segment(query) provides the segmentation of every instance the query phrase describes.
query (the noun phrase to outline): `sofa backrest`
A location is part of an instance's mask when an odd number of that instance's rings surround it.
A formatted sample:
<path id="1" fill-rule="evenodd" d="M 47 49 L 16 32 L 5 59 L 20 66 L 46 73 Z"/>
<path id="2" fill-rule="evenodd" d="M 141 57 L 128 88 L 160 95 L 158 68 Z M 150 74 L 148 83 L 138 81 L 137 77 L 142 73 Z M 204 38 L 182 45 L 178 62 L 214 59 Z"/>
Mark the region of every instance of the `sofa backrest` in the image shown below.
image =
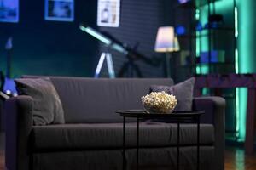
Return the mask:
<path id="1" fill-rule="evenodd" d="M 171 78 L 50 79 L 62 102 L 67 123 L 121 122 L 115 110 L 143 109 L 141 97 L 148 94 L 150 85 L 173 84 Z"/>

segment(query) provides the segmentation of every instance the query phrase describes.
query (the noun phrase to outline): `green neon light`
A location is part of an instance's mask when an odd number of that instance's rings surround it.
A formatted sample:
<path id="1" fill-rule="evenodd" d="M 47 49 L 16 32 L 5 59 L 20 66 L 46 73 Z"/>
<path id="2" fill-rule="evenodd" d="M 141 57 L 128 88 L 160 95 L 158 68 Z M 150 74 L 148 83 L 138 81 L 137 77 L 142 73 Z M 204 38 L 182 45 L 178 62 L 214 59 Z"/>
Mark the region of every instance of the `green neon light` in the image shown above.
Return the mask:
<path id="1" fill-rule="evenodd" d="M 237 7 L 235 7 L 235 37 L 238 37 L 238 14 L 237 14 Z"/>
<path id="2" fill-rule="evenodd" d="M 238 55 L 239 57 L 239 72 L 240 73 L 255 73 L 256 72 L 256 50 L 255 40 L 255 0 L 236 1 L 238 7 Z M 246 135 L 246 115 L 247 104 L 247 90 L 240 91 L 240 129 L 239 139 L 244 141 Z"/>

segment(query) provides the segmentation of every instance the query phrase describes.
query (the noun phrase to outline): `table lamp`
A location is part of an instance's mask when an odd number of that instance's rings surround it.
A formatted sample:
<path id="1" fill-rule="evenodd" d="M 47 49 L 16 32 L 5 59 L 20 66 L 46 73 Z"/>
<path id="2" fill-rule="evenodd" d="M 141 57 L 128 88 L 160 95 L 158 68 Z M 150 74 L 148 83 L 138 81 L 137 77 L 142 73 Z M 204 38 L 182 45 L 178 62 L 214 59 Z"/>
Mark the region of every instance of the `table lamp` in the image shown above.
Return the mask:
<path id="1" fill-rule="evenodd" d="M 174 28 L 172 26 L 161 26 L 158 29 L 154 51 L 159 53 L 166 53 L 166 74 L 167 77 L 171 77 L 170 59 L 171 53 L 179 50 L 177 37 L 175 36 Z"/>

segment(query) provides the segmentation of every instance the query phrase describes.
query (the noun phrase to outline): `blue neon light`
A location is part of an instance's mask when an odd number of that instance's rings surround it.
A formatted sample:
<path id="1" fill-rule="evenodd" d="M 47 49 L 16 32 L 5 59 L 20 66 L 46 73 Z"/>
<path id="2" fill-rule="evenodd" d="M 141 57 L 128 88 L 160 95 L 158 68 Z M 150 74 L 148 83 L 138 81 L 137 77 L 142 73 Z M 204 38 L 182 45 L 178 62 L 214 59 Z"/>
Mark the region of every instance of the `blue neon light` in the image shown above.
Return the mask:
<path id="1" fill-rule="evenodd" d="M 0 0 L 0 22 L 19 22 L 19 0 Z"/>
<path id="2" fill-rule="evenodd" d="M 74 0 L 45 0 L 45 20 L 74 20 Z"/>

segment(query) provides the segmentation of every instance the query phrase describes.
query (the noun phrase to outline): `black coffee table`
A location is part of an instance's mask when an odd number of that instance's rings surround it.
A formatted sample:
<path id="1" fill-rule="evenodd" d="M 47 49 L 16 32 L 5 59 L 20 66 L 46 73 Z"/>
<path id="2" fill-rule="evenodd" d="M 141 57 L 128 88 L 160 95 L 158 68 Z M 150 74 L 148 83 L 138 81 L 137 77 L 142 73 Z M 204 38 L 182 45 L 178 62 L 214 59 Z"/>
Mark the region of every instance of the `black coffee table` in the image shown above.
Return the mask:
<path id="1" fill-rule="evenodd" d="M 139 156 L 139 121 L 143 119 L 169 119 L 170 121 L 173 121 L 177 124 L 177 170 L 179 169 L 179 133 L 180 133 L 180 123 L 184 122 L 196 122 L 197 124 L 197 170 L 199 170 L 199 152 L 200 152 L 200 116 L 203 114 L 203 111 L 198 110 L 175 110 L 171 114 L 148 114 L 143 110 L 116 110 L 116 113 L 119 114 L 123 116 L 123 169 L 125 169 L 125 124 L 126 124 L 126 117 L 128 118 L 136 118 L 137 119 L 137 164 L 136 167 L 138 169 L 138 156 Z"/>

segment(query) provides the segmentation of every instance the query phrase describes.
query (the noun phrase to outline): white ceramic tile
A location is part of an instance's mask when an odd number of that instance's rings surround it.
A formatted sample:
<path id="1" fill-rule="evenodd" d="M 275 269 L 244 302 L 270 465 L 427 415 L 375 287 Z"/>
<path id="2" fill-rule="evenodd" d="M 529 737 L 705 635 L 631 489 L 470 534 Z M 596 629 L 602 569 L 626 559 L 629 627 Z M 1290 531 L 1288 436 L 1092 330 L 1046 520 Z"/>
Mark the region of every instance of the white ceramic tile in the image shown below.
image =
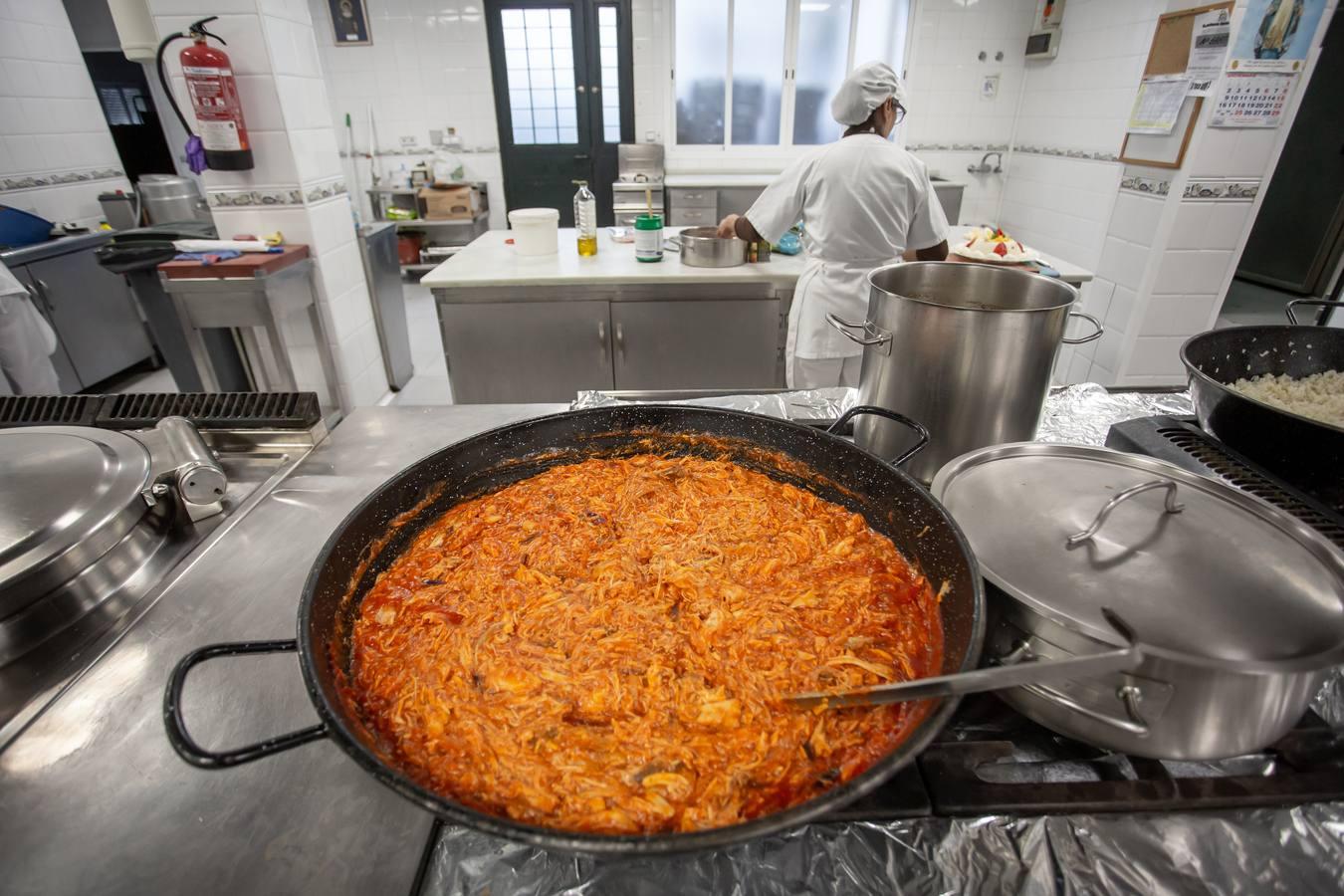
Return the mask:
<path id="1" fill-rule="evenodd" d="M 1150 296 L 1140 336 L 1189 337 L 1208 329 L 1216 296 Z"/>
<path id="2" fill-rule="evenodd" d="M 1184 341 L 1180 336 L 1140 336 L 1134 340 L 1125 373 L 1184 380 L 1185 367 L 1180 363 L 1180 347 Z"/>
<path id="3" fill-rule="evenodd" d="M 1121 192 L 1110 216 L 1107 232 L 1140 246 L 1152 246 L 1163 214 L 1163 200 Z"/>
<path id="4" fill-rule="evenodd" d="M 1214 201 L 1203 204 L 1208 208 L 1208 222 L 1204 227 L 1202 247 L 1235 251 L 1242 244 L 1254 203 Z"/>
<path id="5" fill-rule="evenodd" d="M 1183 200 L 1176 208 L 1176 220 L 1167 239 L 1167 247 L 1204 249 L 1212 211 L 1212 203 Z"/>
<path id="6" fill-rule="evenodd" d="M 1103 318 L 1106 329 L 1128 332 L 1137 298 L 1134 290 L 1117 283 L 1110 294 L 1110 305 L 1106 306 L 1106 317 Z"/>
<path id="7" fill-rule="evenodd" d="M 1093 355 L 1093 363 L 1105 367 L 1106 369 L 1116 369 L 1120 367 L 1120 352 L 1125 345 L 1125 333 L 1118 329 L 1107 328 L 1101 339 L 1097 340 L 1097 351 Z"/>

= = = = = = =

## To be done
Please change "mask" to "outline" in the lines from the start of the items through the line holding "171 78 L 50", inclusive, and give those lines again, otherwise unchanged, without the pictures.

## The solution
segment(query) provides the segmentation of every instance the query phrase describes.
query (the noun phrase to outline): `sofa backrest`
A location is part of an instance's outline when an odd number of that instance's rings surround it.
A formatted sample:
<path id="1" fill-rule="evenodd" d="M 47 49 L 16 32 L 5 59 L 20 66 L 46 73 Z"/>
<path id="2" fill-rule="evenodd" d="M 141 57 L 128 88 L 160 95 L 158 68 Z M 150 74 L 148 83 L 138 81 L 137 77 L 142 73 Z M 204 38 L 182 45 L 178 62 L 214 59 Z"/>
Mark the region of every instance of the `sofa backrest` in the image shown below.
image =
Return the outline:
<path id="1" fill-rule="evenodd" d="M 171 78 L 50 79 L 62 102 L 67 123 L 121 122 L 115 110 L 143 109 L 141 97 L 148 94 L 150 85 L 173 84 Z"/>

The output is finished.